## [Your instructions]
Please update the data below by replacing "gets one dot" with "is marked with one point" everywhere and changing nothing else. Leave the pictures out of your answer.

## [Records for the task]

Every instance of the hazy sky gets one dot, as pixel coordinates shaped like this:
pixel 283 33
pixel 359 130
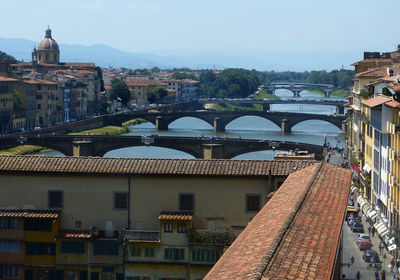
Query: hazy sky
pixel 208 25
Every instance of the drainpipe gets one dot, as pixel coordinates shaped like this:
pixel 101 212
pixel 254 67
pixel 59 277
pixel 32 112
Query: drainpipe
pixel 129 203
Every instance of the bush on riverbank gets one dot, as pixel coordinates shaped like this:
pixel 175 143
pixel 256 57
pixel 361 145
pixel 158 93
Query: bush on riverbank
pixel 262 94
pixel 134 122
pixel 22 150
pixel 107 130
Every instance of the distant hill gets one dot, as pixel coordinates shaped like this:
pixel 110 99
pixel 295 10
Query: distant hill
pixel 5 56
pixel 106 56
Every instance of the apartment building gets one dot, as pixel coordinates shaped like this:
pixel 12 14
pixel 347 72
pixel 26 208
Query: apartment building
pixel 142 219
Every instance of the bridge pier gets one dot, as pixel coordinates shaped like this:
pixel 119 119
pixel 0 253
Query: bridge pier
pixel 339 110
pixel 285 127
pixel 213 151
pixel 266 107
pixel 161 124
pixel 218 125
pixel 82 148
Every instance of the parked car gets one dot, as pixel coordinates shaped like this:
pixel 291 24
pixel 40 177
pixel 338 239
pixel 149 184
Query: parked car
pixel 364 244
pixel 371 256
pixel 357 227
pixel 362 236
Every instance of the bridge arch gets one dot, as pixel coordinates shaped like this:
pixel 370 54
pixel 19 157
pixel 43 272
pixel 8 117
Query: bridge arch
pixel 118 146
pixel 198 122
pixel 152 152
pixel 274 123
pixel 332 122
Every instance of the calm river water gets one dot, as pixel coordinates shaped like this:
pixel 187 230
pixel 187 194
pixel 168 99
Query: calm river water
pixel 312 131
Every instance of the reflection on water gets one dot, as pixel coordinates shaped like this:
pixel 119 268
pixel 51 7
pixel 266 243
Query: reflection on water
pixel 250 127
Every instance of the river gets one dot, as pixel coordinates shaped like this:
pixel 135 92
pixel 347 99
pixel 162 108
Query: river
pixel 312 131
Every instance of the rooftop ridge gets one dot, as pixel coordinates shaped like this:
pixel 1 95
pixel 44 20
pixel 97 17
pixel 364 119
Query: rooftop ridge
pixel 279 237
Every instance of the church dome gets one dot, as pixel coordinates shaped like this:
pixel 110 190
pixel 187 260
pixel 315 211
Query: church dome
pixel 48 43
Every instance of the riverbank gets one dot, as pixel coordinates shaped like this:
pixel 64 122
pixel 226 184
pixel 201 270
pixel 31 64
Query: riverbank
pixel 230 107
pixel 30 149
pixel 107 130
pixel 134 122
pixel 262 94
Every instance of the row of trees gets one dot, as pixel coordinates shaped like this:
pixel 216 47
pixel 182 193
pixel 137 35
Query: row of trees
pixel 229 83
pixel 339 78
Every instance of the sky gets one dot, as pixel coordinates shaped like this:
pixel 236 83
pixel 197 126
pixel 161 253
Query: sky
pixel 222 26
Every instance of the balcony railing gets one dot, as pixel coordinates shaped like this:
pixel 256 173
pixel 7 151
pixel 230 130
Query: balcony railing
pixel 140 235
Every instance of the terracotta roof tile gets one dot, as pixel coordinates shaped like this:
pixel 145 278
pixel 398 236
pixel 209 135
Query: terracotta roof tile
pixel 278 244
pixel 177 216
pixel 376 101
pixel 116 166
pixel 74 234
pixel 29 213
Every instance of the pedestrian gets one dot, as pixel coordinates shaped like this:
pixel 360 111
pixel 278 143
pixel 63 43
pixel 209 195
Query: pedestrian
pixel 380 247
pixel 376 274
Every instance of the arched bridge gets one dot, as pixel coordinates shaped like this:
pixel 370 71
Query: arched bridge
pixel 219 120
pixel 268 102
pixel 198 147
pixel 296 88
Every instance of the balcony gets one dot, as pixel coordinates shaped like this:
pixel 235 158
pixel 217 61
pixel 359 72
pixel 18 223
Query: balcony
pixel 141 236
pixel 210 237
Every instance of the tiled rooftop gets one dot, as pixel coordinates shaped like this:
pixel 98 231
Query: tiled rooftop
pixel 376 101
pixel 119 166
pixel 296 234
pixel 177 216
pixel 74 234
pixel 29 213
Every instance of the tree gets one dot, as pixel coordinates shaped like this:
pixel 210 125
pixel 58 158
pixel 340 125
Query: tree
pixel 157 94
pixel 17 102
pixel 100 77
pixel 120 90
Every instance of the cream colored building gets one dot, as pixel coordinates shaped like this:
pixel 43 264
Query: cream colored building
pixel 167 206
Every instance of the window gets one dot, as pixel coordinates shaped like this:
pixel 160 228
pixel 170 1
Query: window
pixel 8 223
pixel 120 200
pixel 105 248
pixel 9 272
pixel 36 248
pixel 168 227
pixel 174 254
pixel 38 224
pixel 72 247
pixel 136 251
pixel 253 202
pixel 149 252
pixel 186 202
pixel 56 199
pixel 206 255
pixel 181 228
pixel 9 247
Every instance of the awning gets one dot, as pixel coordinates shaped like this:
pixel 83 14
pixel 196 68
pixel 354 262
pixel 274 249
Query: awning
pixel 367 168
pixel 372 214
pixel 392 247
pixel 355 167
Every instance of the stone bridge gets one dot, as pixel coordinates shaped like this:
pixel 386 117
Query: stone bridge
pixel 268 102
pixel 198 147
pixel 219 120
pixel 296 88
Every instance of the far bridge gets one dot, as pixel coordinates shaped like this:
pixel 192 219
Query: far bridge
pixel 220 119
pixel 198 147
pixel 296 88
pixel 266 103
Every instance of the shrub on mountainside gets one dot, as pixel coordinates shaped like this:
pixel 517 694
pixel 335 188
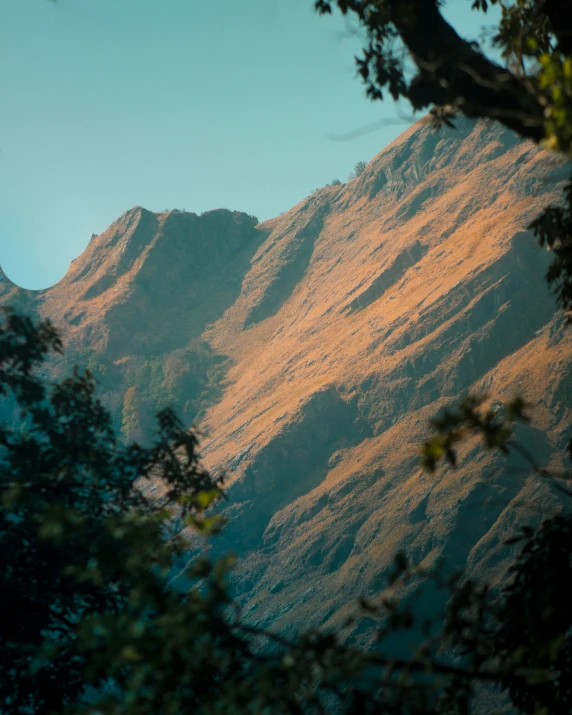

## [Output of the exercise]
Every instance of the hazy sky is marked with one point, as pixel coordinates shaped like this:
pixel 283 33
pixel 359 130
Query: hazy sky
pixel 208 25
Every instance of the drainpipe is marked with one point, as pixel coordinates shaped like this:
pixel 101 212
pixel 254 67
pixel 59 277
pixel 32 112
Query: drainpipe
pixel 129 203
Every instance of the bush on riverbank is marked with one point, as pixel coordinates shaped like this:
pixel 175 143
pixel 256 57
pixel 361 145
pixel 158 93
Query: bush on riverbank
pixel 262 94
pixel 134 122
pixel 22 150
pixel 107 130
Every instance of the distant hill is marked with one point, as pixel coordinates shaped like this:
pixel 110 99
pixel 295 10
Query: distant hill
pixel 5 56
pixel 106 56
Every instance of the apartment building is marked with one point, as pixel coordinates shaped like this:
pixel 12 14
pixel 347 72
pixel 26 208
Query: apartment building
pixel 142 219
Every instance of the bridge pier is marked with one point, as pixel coordinates shaped like this:
pixel 119 119
pixel 0 253
Query: bridge pier
pixel 339 110
pixel 285 127
pixel 213 151
pixel 266 107
pixel 161 124
pixel 218 125
pixel 82 148
Every instance of the parked car is marked with one point, as pixel coordinates shaped like this:
pixel 291 24
pixel 40 177
pixel 338 239
pixel 149 184
Query: parked car
pixel 364 244
pixel 371 256
pixel 357 227
pixel 362 236
Every instance of the bridge arch is marked with one point, as pixel coordinates shaped like this:
pixel 370 54
pixel 19 157
pixel 43 272
pixel 8 117
Query: bridge arch
pixel 118 146
pixel 198 122
pixel 152 152
pixel 274 123
pixel 332 122
Every instance of the calm river water is marked with one point, as pixel coordinates shaped like this:
pixel 187 230
pixel 187 194
pixel 168 99
Query: calm river water
pixel 312 131
Every instance of the reflection on water is marked with one point, as pixel coordinates shaped like this:
pixel 119 268
pixel 51 7
pixel 266 243
Query: reflection on water
pixel 250 127
Every instance of the river is marked with one point, as pixel coordinates shaped like this:
pixel 135 92
pixel 347 99
pixel 162 108
Query: river
pixel 312 131
Every instance of the rooftop ridge is marked with one point, as pixel coordinates shaped like this:
pixel 1 95
pixel 44 20
pixel 97 17
pixel 364 119
Query: rooftop ridge
pixel 279 237
Every instance of the church dome is marked with one point, as pixel coordinates shaped like this:
pixel 110 190
pixel 187 260
pixel 315 211
Query: church dome
pixel 48 43
Every instance of the riverbank is marked with one point, as pixel coordinates shaped like this:
pixel 64 122
pixel 226 184
pixel 201 270
pixel 31 64
Query: riverbank
pixel 230 107
pixel 30 149
pixel 107 130
pixel 134 122
pixel 262 94
Every instance of the row of trees is marked with one point, as pixel coordinates shaped like this:
pixel 216 47
pixel 182 193
pixel 137 35
Query: row of trees
pixel 229 83
pixel 339 78
Every instance of the sky is marked with one point, as pixel coordinates shaped like this:
pixel 236 83
pixel 197 126
pixel 161 253
Query: sky
pixel 222 26
Every instance of the balcony railing is marked with one point, as pixel coordinates shaped like this:
pixel 256 173
pixel 7 151
pixel 230 130
Query: balcony railing
pixel 140 235
Every instance of the terracotta roof tile is marked with one point, as pixel coordinates shaped like this:
pixel 145 278
pixel 398 236
pixel 209 135
Query: terracotta roof tile
pixel 278 244
pixel 177 216
pixel 376 101
pixel 116 166
pixel 74 234
pixel 29 213
Every instance of the pedestrian is marked with one point, as pixel coordinates shaped like this:
pixel 360 111
pixel 278 143
pixel 63 43
pixel 209 195
Query: pedestrian
pixel 380 247
pixel 376 274
Every instance of the arched bridge is marked with one point, as pixel coordinates shaped like this:
pixel 370 71
Query: arched bridge
pixel 219 120
pixel 268 102
pixel 198 147
pixel 296 88
Every instance of the balcony is marked with one point, as pixel coordinates shaped like this:
pixel 235 158
pixel 217 61
pixel 359 72
pixel 18 223
Query: balcony
pixel 141 236
pixel 210 237
Every instance of the tiled rooftop is marked with one point, as pixel coordinates shaped like this:
pixel 98 231
Query: tiled rooftop
pixel 376 101
pixel 119 166
pixel 296 234
pixel 177 216
pixel 74 234
pixel 29 213
Every instance of the tree is marked with one point, as pixel coordinates shaped like this:
pixel 210 125
pixel 58 158
pixel 340 125
Query: tree
pixel 157 94
pixel 17 102
pixel 100 77
pixel 120 90
Every instance of the cream colored building is marked with one point, as pixel coordinates shaped like this:
pixel 43 264
Query: cream colored building
pixel 167 206
Every instance of the window is marked with one point, as pixel coordinates shaped like this:
pixel 160 228
pixel 170 1
Query: window
pixel 8 223
pixel 120 200
pixel 105 248
pixel 9 272
pixel 36 248
pixel 168 227
pixel 174 254
pixel 38 224
pixel 72 247
pixel 136 251
pixel 253 202
pixel 149 252
pixel 186 202
pixel 56 199
pixel 206 255
pixel 181 228
pixel 9 247
Every instance of the awning is marked with one point, as pixel coordinates shaped like this:
pixel 83 14
pixel 196 68
pixel 354 262
pixel 274 249
Query: awning
pixel 367 168
pixel 372 214
pixel 392 247
pixel 355 167
Every instance of the stone bridge is marked with one point, as pixel coordinates shaped like this:
pixel 386 117
Query: stone bridge
pixel 268 102
pixel 198 147
pixel 219 120
pixel 296 88
Every instance of the far bridge is marked with one point, as pixel coordinates shaped like this:
pixel 192 219
Query: far bridge
pixel 220 119
pixel 198 147
pixel 296 88
pixel 266 103
Every instance of the shrub on mountainside is marked with one point, as pixel coordinates shaped like this:
pixel 517 694
pixel 335 188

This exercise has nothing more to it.